Exercise goal
Transcribe every record verbatim.

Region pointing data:
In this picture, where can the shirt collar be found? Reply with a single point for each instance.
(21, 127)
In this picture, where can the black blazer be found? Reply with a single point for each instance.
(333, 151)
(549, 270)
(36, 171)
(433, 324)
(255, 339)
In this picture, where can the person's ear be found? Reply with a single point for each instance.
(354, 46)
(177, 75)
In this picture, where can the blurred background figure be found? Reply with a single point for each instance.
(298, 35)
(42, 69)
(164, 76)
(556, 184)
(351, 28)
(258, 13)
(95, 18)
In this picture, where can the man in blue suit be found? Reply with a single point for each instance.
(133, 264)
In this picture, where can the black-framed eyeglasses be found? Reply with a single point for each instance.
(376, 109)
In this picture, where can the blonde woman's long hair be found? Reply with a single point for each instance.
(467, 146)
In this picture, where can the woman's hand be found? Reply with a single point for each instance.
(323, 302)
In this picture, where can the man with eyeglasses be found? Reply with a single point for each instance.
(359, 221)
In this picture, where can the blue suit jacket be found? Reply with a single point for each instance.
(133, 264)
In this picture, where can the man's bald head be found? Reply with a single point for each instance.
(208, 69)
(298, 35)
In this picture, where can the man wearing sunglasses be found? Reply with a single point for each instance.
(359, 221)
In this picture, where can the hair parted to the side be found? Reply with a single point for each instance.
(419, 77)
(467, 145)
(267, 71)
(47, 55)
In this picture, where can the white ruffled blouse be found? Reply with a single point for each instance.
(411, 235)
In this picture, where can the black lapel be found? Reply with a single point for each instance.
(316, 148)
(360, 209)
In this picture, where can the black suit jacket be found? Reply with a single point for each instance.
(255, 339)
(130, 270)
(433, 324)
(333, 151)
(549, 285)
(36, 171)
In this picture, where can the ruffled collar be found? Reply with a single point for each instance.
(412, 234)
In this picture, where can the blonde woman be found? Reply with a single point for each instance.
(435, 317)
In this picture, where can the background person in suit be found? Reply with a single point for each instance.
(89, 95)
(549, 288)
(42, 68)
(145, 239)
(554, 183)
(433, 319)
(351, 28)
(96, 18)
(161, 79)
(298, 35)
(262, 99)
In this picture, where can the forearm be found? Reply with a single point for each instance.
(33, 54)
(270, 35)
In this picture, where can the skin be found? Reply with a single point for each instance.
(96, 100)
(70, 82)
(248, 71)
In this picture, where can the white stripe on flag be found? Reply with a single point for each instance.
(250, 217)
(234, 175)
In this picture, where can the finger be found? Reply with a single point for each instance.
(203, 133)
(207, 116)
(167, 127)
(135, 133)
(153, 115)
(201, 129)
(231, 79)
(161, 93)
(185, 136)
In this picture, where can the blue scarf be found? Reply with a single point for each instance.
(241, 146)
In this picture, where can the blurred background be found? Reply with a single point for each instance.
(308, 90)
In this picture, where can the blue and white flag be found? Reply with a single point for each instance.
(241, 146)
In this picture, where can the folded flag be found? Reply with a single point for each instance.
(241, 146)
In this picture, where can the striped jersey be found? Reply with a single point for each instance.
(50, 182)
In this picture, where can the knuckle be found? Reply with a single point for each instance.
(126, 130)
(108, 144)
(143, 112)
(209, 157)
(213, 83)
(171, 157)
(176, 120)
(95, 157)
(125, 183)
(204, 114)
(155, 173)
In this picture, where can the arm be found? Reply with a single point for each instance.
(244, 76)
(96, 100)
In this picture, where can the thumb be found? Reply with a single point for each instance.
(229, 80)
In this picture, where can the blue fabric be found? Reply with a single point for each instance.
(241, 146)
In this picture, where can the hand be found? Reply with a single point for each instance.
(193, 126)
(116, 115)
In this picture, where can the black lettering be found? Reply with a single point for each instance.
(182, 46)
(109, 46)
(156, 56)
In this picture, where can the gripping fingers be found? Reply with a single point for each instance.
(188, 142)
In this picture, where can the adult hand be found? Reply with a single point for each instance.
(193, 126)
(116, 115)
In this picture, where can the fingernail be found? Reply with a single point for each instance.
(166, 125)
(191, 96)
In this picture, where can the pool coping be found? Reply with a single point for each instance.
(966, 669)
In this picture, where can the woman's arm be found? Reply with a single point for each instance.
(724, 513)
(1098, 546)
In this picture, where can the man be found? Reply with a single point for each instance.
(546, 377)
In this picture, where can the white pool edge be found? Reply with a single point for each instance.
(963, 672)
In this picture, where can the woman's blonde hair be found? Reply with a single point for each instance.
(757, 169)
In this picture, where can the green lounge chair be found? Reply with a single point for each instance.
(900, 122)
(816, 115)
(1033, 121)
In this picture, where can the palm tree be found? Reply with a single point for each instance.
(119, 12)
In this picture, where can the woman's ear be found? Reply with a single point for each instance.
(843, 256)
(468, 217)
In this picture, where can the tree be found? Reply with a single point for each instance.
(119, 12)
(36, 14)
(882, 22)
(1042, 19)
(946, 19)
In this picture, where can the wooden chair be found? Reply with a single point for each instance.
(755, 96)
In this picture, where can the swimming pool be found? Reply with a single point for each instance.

Result of the task
In this picture, where can the shirt collar be found? Reply with a single point for each instance.
(21, 127)
In this picture, where can the black blazer be found? Reply with a single point for each instance.
(333, 151)
(549, 270)
(36, 171)
(433, 324)
(255, 339)
In this picture, where can the person's ear be found? Reply with a single point for each instance.
(354, 46)
(177, 75)
In this picture, where can the blurred background figure be found? Reply with a single point for each instance.
(298, 35)
(42, 69)
(164, 76)
(556, 184)
(351, 28)
(258, 13)
(95, 18)
In this picture, where can the man in blue suit be found? Reply with a single point for each instance.
(133, 264)
In this picture, where can the black-framed eyeglasses be found? Reply with a single point for each instance.
(376, 109)
In this picture, where can the blonde woman's long hair be found? Reply with a single point for each instance.
(467, 146)
In this picture, where can the woman's hand be found? Reply with a single point for each instance.
(323, 302)
In this picture, where can the man with eyeglasses be found? Reply with a single point for each instance.
(359, 221)
In this picture, where can the blue suit jacket be found? Reply with a single point for each instance.
(133, 264)
In this picture, where can the man's bald head be found? Reply with a single point for each instance.
(208, 69)
(298, 35)
In this picture, where can the man wearing sunglasses be found? Reply with a single point for each instance.
(359, 221)
In this picture, where can the hair parted to the side be found? Reply with a single point for each instance.
(419, 77)
(467, 145)
(267, 71)
(47, 55)
In this picture, where can the white ruffled blouse be found? Reply with a single point for each instance.
(411, 235)
In this picture, where can the black lapel be found? Reply with a single point for each instance.
(316, 148)
(360, 209)
In this picture, where can the black suit jacket be found? Reply with a single point for each instance.
(255, 339)
(130, 270)
(433, 324)
(333, 151)
(549, 285)
(36, 171)
In this picture, where can the ruffled collar be found? Reply with a single point for each instance.
(412, 234)
In this picture, where can the blonde woman be found? Reply with a single point for each instance.
(435, 317)
In this picture, where can the background person in suit be found? Reply with a single point for each instance.
(89, 95)
(549, 288)
(42, 68)
(145, 239)
(554, 183)
(433, 319)
(351, 28)
(96, 18)
(161, 79)
(298, 35)
(262, 99)
In this picture, where can the forearm be found? Reply with a single point for each instance.
(33, 54)
(270, 35)
In this picture, where can the skin be found? Reply with a single point for each instance.
(96, 100)
(70, 82)
(248, 71)
In this picture, where can the white stripe on flag be found? Reply with a single point for each instance.
(250, 217)
(234, 175)
In this picture, where can the finger be found? Reply with a single point for each instance.
(203, 133)
(207, 116)
(167, 127)
(135, 133)
(153, 115)
(201, 129)
(231, 79)
(161, 93)
(185, 136)
In this picture, where can the blue scarf be found? Reply with a single point for each instance.
(241, 146)
In this picture, where can the blurred background be found? Reply with a single point for each instance.
(308, 90)
In this picture, where can the blue and white flag be found? Reply with a single point for each instance.
(241, 146)
In this picture, where can the folded flag be found? Reply with a single point for each instance.
(241, 146)
In this picture, where can the striped jersey be found? Reply with a single point for each instance.
(50, 182)
In this picture, where can the knuckle be found? Reply with a single point for each instance.
(126, 130)
(108, 144)
(143, 112)
(209, 157)
(213, 83)
(171, 157)
(176, 120)
(95, 157)
(125, 183)
(204, 114)
(155, 173)
In this picture, where can the arm be found? Reply with a single point for each instance.
(244, 76)
(96, 100)
In this picture, where can the thumb be found? Reply with a single point for each instance.
(229, 80)
In this picture, where can the blue fabric be found? Reply with a single point for each instance.
(241, 146)
In this picture, where can the hand be found? Reply with a single point for each instance.
(193, 126)
(116, 115)
In this picture, where can the black lettering be found? Reply with a single point for each instance.
(182, 46)
(109, 46)
(156, 56)
In this picture, where can the gripping fingers be found? Reply with a single point for each instance.
(188, 142)
In this picture, where can the adult hand be found? Reply with a single point for each instance.
(193, 126)
(116, 115)
In this picture, where can the fingernail be found? Reply with a single point for each instance.
(166, 125)
(191, 96)
In this picture, where can the pool coping be found? Reply with a single point for each instance.
(966, 669)
In this picture, where can the woman's arm be found? Reply with a single point for each instance.
(724, 513)
(1098, 546)
In this picture, where can the man be found? Reply with a single point for each instance.
(546, 377)
In this picture, where can the white pool edge be found? Reply with a single point for each instance.
(963, 672)
In this picture, where can the woman's blonde hair be found? Reply with a single point for each instance.
(757, 169)
In this picture, where can the green lounge chair be found? Reply with a single point for each instance.
(900, 122)
(816, 115)
(1033, 121)
In this picture, where can the palm tree be found? Reply with a single point for each instance.
(119, 12)
In this picture, where can the woman's ear be found? Reply with a single point for each instance.
(843, 256)
(468, 217)
In this picture, where can the tree be found? Reply with a single point for each instance.
(119, 12)
(36, 14)
(882, 22)
(1042, 19)
(946, 19)
In this picture, where can the wooden chair be found? Reply with a single point for each instance.
(755, 96)
In this picture, where can the swimming pool be found? Reply with a single point for each instance.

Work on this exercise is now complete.